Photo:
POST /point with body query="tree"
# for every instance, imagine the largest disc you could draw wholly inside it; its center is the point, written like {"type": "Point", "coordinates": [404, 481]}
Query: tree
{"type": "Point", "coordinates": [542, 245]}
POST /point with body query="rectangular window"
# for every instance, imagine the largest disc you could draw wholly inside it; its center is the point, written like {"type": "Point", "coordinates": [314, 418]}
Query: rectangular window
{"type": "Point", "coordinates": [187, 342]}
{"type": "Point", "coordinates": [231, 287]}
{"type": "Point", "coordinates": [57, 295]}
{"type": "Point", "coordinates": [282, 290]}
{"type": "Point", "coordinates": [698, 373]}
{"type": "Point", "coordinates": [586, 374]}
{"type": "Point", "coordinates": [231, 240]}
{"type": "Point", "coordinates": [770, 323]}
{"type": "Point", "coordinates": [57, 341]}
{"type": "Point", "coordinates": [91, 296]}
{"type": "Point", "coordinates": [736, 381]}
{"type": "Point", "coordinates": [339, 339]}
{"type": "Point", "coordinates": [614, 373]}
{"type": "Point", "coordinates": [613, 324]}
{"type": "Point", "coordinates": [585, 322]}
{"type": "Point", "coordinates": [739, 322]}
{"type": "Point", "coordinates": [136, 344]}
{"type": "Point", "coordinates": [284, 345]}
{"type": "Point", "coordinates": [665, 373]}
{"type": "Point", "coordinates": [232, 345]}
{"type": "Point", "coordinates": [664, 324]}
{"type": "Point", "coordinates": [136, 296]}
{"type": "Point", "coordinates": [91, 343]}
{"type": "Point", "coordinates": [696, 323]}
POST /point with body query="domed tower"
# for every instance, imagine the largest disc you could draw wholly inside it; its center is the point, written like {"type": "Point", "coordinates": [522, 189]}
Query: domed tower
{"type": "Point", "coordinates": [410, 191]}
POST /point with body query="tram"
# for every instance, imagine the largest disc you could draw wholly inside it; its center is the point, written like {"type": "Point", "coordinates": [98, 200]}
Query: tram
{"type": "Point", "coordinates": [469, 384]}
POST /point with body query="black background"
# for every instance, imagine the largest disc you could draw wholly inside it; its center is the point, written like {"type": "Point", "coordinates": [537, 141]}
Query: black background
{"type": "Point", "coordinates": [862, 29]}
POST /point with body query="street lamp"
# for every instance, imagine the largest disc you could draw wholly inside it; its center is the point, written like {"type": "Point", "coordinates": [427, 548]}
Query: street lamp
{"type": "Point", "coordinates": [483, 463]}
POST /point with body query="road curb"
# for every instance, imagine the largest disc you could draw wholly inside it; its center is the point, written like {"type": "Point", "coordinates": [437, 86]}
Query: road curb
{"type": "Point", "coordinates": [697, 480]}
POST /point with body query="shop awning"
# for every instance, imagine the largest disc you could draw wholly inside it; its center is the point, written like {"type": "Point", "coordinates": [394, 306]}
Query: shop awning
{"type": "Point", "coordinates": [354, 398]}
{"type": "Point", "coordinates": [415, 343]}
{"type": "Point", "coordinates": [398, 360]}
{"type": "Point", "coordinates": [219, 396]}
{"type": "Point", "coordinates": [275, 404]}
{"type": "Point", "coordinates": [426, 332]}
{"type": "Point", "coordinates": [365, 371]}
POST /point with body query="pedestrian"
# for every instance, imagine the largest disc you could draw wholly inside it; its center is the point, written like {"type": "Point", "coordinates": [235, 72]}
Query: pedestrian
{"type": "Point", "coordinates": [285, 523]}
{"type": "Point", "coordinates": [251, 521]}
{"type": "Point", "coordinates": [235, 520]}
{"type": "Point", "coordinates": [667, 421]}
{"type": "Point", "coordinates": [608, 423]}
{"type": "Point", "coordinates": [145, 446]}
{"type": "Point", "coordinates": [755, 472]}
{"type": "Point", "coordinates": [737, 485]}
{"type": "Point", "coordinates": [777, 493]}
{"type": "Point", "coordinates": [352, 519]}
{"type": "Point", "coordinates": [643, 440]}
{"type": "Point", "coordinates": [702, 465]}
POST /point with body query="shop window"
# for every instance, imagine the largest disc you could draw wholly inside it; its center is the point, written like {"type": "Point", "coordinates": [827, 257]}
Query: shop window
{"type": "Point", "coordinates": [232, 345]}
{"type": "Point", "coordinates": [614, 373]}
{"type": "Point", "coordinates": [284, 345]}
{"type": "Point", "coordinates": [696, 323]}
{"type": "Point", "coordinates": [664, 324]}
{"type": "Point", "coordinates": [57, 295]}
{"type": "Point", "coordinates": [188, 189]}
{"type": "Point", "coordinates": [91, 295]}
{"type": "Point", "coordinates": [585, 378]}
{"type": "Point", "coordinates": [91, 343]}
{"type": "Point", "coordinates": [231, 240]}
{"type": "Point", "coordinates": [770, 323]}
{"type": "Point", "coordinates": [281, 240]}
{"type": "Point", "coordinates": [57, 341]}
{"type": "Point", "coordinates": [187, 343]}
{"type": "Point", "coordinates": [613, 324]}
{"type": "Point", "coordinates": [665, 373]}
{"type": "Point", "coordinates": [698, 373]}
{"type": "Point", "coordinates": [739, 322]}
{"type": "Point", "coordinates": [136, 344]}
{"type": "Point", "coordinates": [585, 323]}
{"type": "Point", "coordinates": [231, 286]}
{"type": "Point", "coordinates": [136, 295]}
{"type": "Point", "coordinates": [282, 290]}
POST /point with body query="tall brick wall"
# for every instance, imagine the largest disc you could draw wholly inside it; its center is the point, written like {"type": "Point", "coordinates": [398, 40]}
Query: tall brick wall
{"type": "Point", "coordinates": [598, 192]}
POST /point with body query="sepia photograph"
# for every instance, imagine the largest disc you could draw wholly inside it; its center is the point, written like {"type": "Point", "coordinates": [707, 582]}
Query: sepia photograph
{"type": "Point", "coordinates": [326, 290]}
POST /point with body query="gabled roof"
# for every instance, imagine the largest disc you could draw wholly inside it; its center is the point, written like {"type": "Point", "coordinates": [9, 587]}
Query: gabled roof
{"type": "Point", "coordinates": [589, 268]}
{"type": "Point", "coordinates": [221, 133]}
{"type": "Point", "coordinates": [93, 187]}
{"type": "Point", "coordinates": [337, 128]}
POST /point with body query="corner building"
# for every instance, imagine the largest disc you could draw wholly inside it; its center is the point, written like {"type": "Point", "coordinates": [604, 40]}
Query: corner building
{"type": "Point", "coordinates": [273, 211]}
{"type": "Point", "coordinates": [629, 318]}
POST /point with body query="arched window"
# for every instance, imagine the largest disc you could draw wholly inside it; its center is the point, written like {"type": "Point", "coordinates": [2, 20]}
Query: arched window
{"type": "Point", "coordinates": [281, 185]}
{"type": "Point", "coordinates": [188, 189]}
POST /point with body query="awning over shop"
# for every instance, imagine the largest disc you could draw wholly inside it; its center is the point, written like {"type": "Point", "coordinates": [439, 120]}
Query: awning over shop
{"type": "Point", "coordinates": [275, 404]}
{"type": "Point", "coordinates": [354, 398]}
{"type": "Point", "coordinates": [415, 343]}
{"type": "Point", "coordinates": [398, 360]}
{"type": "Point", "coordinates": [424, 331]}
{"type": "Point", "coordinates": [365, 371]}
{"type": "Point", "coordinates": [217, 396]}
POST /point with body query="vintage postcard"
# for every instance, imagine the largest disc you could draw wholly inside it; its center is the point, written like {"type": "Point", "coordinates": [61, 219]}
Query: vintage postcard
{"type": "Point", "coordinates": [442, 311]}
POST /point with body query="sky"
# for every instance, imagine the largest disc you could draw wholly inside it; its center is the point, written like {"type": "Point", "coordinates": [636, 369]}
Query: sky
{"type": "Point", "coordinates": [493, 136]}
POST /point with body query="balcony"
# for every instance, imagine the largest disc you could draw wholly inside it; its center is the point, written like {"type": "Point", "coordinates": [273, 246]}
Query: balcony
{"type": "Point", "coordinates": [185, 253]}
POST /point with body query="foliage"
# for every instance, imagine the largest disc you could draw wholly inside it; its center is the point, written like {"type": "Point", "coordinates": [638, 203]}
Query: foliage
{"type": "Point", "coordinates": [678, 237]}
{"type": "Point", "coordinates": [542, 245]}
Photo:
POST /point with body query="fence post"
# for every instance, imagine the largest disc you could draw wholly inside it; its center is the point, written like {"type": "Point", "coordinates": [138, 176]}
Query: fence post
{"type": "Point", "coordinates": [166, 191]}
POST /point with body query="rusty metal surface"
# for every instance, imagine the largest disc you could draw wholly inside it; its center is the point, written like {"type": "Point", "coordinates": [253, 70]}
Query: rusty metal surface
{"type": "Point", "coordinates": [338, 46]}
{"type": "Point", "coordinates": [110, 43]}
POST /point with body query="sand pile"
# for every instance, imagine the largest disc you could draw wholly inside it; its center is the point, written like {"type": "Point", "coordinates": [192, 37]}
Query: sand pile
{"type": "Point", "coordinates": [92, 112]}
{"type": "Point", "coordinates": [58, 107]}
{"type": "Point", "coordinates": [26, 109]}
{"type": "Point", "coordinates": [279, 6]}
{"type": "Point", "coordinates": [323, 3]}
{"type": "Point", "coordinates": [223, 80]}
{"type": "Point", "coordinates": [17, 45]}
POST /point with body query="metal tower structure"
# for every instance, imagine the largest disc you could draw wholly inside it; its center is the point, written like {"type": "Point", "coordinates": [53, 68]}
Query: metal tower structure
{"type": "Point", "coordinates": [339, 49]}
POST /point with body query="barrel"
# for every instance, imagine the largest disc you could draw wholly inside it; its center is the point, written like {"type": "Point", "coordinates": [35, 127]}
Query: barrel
::::::::::
Assignment ->
Copy every line of the records above that contains "barrel".

Reply ->
POST /point with body query="barrel"
Query: barrel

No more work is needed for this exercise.